▸ Excerpted data
++++++++++++++++++++

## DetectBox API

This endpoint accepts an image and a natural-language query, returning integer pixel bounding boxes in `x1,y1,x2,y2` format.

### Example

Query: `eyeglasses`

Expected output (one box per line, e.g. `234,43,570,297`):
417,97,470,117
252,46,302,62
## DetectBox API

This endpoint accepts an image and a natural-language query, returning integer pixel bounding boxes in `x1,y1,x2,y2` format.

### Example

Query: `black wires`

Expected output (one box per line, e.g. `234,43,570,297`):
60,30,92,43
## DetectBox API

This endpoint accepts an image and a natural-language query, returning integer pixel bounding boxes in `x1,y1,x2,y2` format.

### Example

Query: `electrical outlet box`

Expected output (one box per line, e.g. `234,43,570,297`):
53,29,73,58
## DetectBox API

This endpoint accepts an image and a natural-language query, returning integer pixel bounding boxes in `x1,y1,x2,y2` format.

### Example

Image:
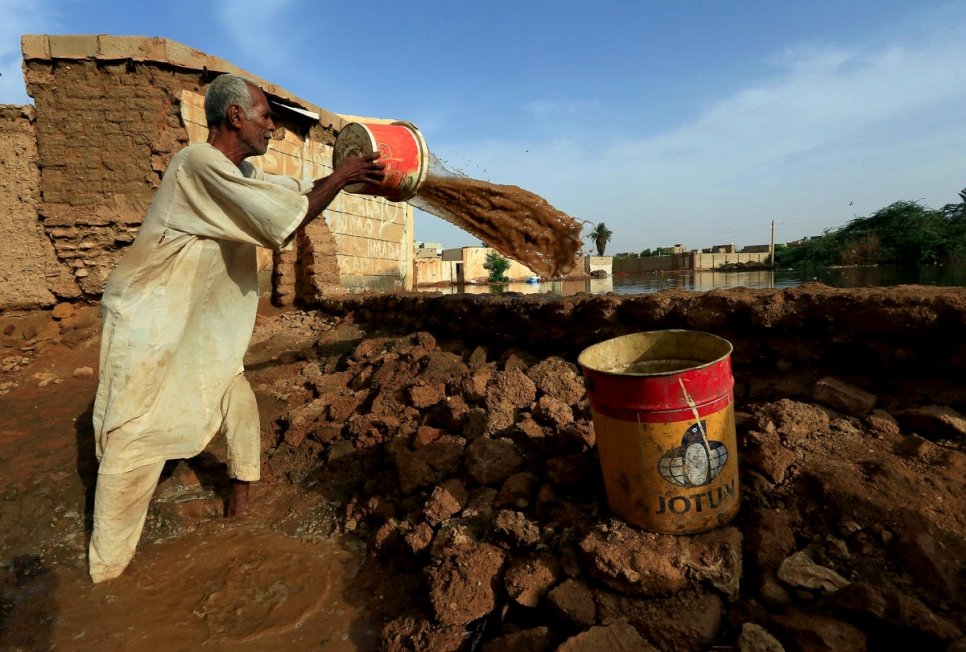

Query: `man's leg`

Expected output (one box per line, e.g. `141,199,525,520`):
221,374,262,516
88,462,164,584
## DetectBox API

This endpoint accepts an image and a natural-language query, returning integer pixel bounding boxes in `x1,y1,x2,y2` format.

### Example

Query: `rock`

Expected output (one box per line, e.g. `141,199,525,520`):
432,396,470,432
460,362,496,404
557,620,658,652
527,357,586,405
419,349,470,384
865,409,899,436
423,478,469,525
744,509,795,577
892,434,948,464
594,591,724,652
463,437,523,485
494,471,539,509
896,528,966,599
579,521,688,596
812,377,877,417
409,383,446,408
503,551,561,607
493,509,540,548
483,627,553,652
778,551,849,593
533,396,574,429
403,522,433,556
50,302,74,321
486,369,537,410
413,426,443,448
547,579,597,629
379,617,469,652
738,623,785,652
741,431,795,483
74,367,94,378
483,403,516,437
822,582,962,649
769,609,868,652
390,435,466,494
466,346,486,371
759,398,829,448
895,405,966,439
426,541,504,625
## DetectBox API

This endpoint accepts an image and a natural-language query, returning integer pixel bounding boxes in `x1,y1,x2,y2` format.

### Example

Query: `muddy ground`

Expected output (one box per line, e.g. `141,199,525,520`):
0,285,966,651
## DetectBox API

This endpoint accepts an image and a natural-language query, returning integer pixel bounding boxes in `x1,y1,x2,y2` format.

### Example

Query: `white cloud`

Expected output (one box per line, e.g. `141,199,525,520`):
213,0,304,76
420,15,966,251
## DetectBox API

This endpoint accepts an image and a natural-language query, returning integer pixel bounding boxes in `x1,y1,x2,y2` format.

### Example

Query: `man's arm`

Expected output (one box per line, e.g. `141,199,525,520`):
296,152,385,230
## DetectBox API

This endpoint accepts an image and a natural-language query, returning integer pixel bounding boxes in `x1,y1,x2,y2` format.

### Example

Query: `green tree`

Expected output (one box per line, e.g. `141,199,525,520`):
483,251,510,283
587,222,614,256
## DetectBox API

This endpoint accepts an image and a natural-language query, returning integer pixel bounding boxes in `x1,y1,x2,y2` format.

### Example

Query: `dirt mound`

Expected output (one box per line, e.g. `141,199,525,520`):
0,286,966,651
251,286,966,650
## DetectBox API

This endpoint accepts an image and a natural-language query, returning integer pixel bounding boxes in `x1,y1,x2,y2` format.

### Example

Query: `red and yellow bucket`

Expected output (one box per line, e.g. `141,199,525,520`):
577,330,739,534
332,122,429,201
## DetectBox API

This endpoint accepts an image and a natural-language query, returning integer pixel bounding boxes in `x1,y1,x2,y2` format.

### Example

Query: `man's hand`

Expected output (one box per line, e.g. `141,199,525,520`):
333,152,386,189
299,152,386,228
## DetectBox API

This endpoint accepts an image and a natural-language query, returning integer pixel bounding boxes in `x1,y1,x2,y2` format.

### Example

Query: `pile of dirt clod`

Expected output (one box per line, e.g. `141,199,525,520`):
256,290,966,651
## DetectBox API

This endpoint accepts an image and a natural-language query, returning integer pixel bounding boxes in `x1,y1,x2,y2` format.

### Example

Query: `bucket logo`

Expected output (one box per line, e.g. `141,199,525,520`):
657,421,728,487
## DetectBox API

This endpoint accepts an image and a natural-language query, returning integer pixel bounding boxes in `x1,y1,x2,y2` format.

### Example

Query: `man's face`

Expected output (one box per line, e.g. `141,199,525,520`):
238,87,275,156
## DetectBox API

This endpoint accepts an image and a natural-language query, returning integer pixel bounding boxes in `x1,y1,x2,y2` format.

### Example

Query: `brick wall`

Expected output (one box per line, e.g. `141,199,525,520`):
9,35,413,309
0,105,73,310
24,56,200,297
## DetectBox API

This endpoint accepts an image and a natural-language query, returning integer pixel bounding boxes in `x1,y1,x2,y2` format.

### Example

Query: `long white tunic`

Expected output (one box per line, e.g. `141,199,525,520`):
93,143,311,473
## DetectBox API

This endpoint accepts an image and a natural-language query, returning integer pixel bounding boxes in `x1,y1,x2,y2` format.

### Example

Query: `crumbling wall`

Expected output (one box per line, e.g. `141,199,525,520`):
24,53,200,297
15,35,413,307
0,105,79,310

++++++++++++++++++++

▸ Directive
Rewrite the listing above with every "Expected output" changed to "Sample response" and all other text kept as is. Leave out the pictures.

▸ Output for this exercise
## DetectBox API

This endpoint accepts an image and a natural-language query, returning integer pixel bounding boxes in `x1,y1,x2,y2` format.

### Example

Query: `eyeglasses`

Sample response (one box per line, e.g. `234,43,570,297`):
417,97,470,117
252,46,302,62
## DetectBox API

This endpoint accepts an image and a natural-language query, returning integer pixel bounding boxes in `x1,y1,x2,y2` format.

### Example

Query: `black wires`

Sample response (one box per line, e.g. `234,43,570,297`):
60,30,92,43
## DetectBox API

This endpoint accepts an image and a natural-language query, returning integer pixel bounding boxes in `x1,y1,x2,y2` format.

### Example

Query: `electrical outlet box`

Sample response (one box per line, e.g. `234,43,570,297`):
53,29,73,58
## DetectBox API

This endpoint accepts an image and a natural-language query, returning integer pixel bounding boxes in `x1,y1,x2,y2` format.

### Example

Image:

Query: `man's leg`

Sample response (one box per line, e.g. `141,199,525,520`):
221,374,262,516
88,462,164,584
## DetectBox API

This endpoint accepts an image and a natural-language query, returning integer pixel bounding boxes in `x1,y1,x2,y2` format.

### Example

Query: `rock`

Sample response (one box per line, e.g. `141,199,525,520`):
432,396,470,432
460,362,496,404
557,620,658,652
527,357,586,405
419,349,470,384
865,409,899,436
423,478,469,525
744,509,795,577
892,434,948,464
594,591,724,652
463,437,523,485
494,471,539,509
896,528,966,599
579,521,688,596
812,377,877,417
409,383,446,408
503,551,561,607
493,509,540,548
483,627,553,652
778,551,849,593
533,396,574,429
403,522,433,556
50,302,74,321
486,369,537,410
413,426,443,448
547,579,597,629
379,617,469,652
738,623,785,652
741,431,795,483
74,367,94,378
483,403,516,437
822,582,962,649
769,609,868,652
390,435,466,494
466,346,486,371
759,398,829,448
895,405,966,439
426,541,504,625
## DetectBox API

This endpoint accepts an image and a natural-language query, returning integer pixel bounding boxes in `x1,y1,x2,y2` format.

### Example

Query: `muddy ground`

Sample response (one box per line, e.g. `141,199,525,520`):
0,285,966,651
## DetectBox API

This endpoint accepts an image and a natural-language query, returning integer pixel bounding boxes in `x1,y1,x2,y2` format.

### Example

Query: `white cloud`

Sample response (one box per line, e.g. `141,199,525,520`):
213,0,304,76
420,15,966,251
## DetectBox API

This endpoint accepts an image and a natural-language query, returning integer pixel bounding boxes in `x1,y1,x2,y2` format.

### Example

Query: `man's arm`

Sample response (one box per line, e.g. `141,199,525,520`):
296,152,385,230
## DetectBox API

This endpoint accepts an image and a natural-language query, returning integer pixel bounding boxes in `x1,y1,x2,y2` format.

### Example

Query: `green tree`

Sample response (one box per line, e.g. `141,199,525,520`):
483,251,510,283
587,222,614,256
## DetectBox API

This endpoint accepts an image and a natural-language query, returning integer pixel bounding boxes in `x1,y1,x2,y2` format.

### Example

Query: `dirt mound`

Sample response (one box per line, e.g. `141,199,525,520`):
0,286,966,651
251,286,966,650
## DetectBox API

This endpoint accepts an image and a natural-language query, returning integer pixel bounding boxes in `x1,y1,x2,y2` format.

### Example

Query: `red and yellow bucket`

Sample response (one box per line, e.g. `141,199,525,520`):
577,330,739,534
332,122,429,201
## DetectBox API

This endpoint accepts an image and a natural-language query, returning integer pixel bounding boxes in `x1,y1,x2,y2` format.

### Example

Query: `man's hand`

Sample response (one box per line, e.g. `141,199,525,520`):
333,152,386,189
299,152,386,228
## DetectBox API

This endpoint accepts an image and a natural-language query, returning integer pixel bounding boxes in `x1,y1,x2,y2` format.

### Example

Query: `pile of dirt clod`

Sample response (one box per line, e.g. `141,199,525,520`):
256,290,966,651
## DetectBox API

This endpoint accepts an image and a natural-language query, returning integer pixel bounding boxes in `x1,y1,x2,y2` format.

### Example

Query: `bucket logo`

Sample response (one box per line, e.g. `141,199,525,520`):
657,421,728,487
## DetectBox API

This endpoint accepts an image and a natural-language query, returning integer pixel bounding boxes in `x1,y1,x2,y2` format.

### Example

Query: `man's face`

Sample response (one box per line, e.g. `141,199,525,520`):
238,87,275,156
## DetectBox API

This endpoint accepts an image and a natural-language query, returning integer pixel bounding boxes in `x1,y1,x2,y2` format.

### Example

Query: `brick wall`

Sample response (one box per line, e.g. `141,199,525,520`):
9,35,413,309
0,105,73,310
24,56,200,297
## DetectBox API

This endpoint accepts an image and a natural-language query, returning integer pixel bounding boxes in `x1,y1,x2,y2` format.

### Example

Query: `long white tunic`

Sample response (one box per line, e.g. `141,199,525,520`):
93,143,311,473
## DetectBox API

This endpoint accepts an image and a natural-language query, returning integer pixel bounding boxes in `x1,y1,x2,y2` format.

### Example

Query: `crumbling wall`

Sample response (one box per line, e.g. `141,199,525,520`):
24,53,200,297
15,35,413,307
0,105,79,310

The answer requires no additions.